(Extrait choisi):

En matière de fiscalité, il faut bien distinguer la fiscalité des plateformes et celle des utilisateurs de l'économie collaborative.
J'ai très peu abordé le premier aspect dans mon rapport. Vous avez vu les décisions récentes concernant certaines grandes sociétés de la net economy, en particulier l'accord entre le fisc britannique et Google, et celui entre le fisc italien et Apple. Pour sa part, la France a des relations d'une autre nature avec les entreprises qui pratiquent l'optimisation fiscale. J'invite le Gouvernement à poursuivre son action en la matière, en s'appuyant sur les travaux menés par l'Organisation de coopération et de développement économiques (OCDE) et le G20 pour lutter contre l'érosion de la base d'imposition et le transfert de bénéfices – base erosion and profit shifting (BEPS) –, qui ont été approuvés au sommet d'Antalya. Il s'agit de mieux structurer la fiscalité s'appliquant aux sociétés qui exercent une activité dans plusieurs pays. Ce pari n'est pas gagné. Nous sommes tous d'accord pour dire qu'il faut trouver une solution au problème : il n'est pas normal que de grandes sociétés du numérique ne paient actuellement aucun impôt ou presque dans notre pays, d'autant qu'elles y emploient souvent des travailleurs détachés.

(Enregistrements):
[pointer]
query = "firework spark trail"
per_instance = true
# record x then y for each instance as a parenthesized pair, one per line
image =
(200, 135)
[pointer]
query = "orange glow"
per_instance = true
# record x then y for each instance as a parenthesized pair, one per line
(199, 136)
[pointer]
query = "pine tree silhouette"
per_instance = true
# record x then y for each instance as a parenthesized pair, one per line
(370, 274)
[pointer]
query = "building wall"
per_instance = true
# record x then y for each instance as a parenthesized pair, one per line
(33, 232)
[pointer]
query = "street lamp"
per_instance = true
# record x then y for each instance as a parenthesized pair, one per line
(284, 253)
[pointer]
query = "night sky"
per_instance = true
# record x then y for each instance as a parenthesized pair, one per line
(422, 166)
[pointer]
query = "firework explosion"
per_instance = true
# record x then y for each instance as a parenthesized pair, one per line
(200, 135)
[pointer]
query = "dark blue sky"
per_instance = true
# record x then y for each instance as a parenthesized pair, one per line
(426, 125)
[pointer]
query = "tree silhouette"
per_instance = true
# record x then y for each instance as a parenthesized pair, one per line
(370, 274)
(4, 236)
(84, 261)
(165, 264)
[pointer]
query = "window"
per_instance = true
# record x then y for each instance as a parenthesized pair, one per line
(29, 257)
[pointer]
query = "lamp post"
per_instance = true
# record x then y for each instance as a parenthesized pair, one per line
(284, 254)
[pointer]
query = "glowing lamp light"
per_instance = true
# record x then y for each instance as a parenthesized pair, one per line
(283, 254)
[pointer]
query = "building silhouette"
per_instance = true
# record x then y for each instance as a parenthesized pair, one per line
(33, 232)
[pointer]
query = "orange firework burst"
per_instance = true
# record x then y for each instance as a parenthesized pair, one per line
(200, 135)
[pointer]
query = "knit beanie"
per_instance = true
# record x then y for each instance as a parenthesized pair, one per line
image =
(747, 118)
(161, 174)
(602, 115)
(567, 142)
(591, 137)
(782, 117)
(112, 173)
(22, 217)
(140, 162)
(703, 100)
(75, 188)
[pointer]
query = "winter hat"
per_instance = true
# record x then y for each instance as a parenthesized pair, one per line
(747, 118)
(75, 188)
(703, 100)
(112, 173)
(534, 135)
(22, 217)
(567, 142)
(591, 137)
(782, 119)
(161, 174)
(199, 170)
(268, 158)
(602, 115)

(Travail demandé):
(a) Indiquez si chacune des affirmations suivantes s'accorde avec l'extrait choisi, en répondant par oui ou par non et en citant les mots décisifs du texte. (i) L'auteur du rapport y a longuement traité la fiscalité des plateformes. (ii) Les travaux sur l'érosion de la base d'imposition et le transfert de bénéfices ont été approuvés au sommet d'Antalya. (iii) L'accord avec Apple a été conclu par le fisc britannique.
(b) Rédigez la suite de l'extrait sur la fiscalité de l'économie collaborative, à partir de sa dernière phrase.

(Corrigé):
(a)
(i) Non : « J'ai très peu abordé le premier aspect dans mon rapport. »
(ii) Oui : « qui ont été approuvés au sommet d'Antalya »
(iii) Non : « celui entre le fisc italien et Apple »

(b)
S'agissant de la fiscalité des utilisateurs, il faut être vigilant sur le partage de frais, en faisant bien la différence entre l'activité des particuliers et celle des professionnels. Tous les acteurs de l'économie collaborative vous expliqueront qu'ils font du partage de frais, mais ce n'est pas nécessairement vrai. Lorsqu'un particulier met sa voiture personnelle en location quelques jours par an et qu'il pratique un prix qui ne dépasse pas le barème fiscal, il s'agit bien d'économie du partage. Cependant, il arrive très souvent qu'une même personne mette en location trois ou quatre véhicules. Dans ce cas, il s'agit de véritables loueurs de voitures qui s'abritent derrière l'économie collaborative en prétendant pratiquer le partage de frais. Cette concurrence déloyale à l'égard des loueurs de voitures traditionnels n'est pas acceptable, sans même parler des problèmes de responsabilité et d'assurance. Il appartient alors à l'administration de faire du rescrit fiscal. Un grand nombre de métiers sont concernés par ce phénomène.
À cet égard, je propose au Gouvernement de créer un observatoire de l'économie collaborative, qui associerait la puissance publique, les professionnels et, éventuellement, les organisations syndicales, ce qui ne serait évidemment pas neutre – pour ma part, je regrette qu'elles ne soient pas représentées au sein du Conseil national du numérique (CNNum). L'économie collaborative se développant très vite, il me semble utile de disposer d'un tel organisme, qui accompagnera la puissance publique dans l'élaboration de la réglementation.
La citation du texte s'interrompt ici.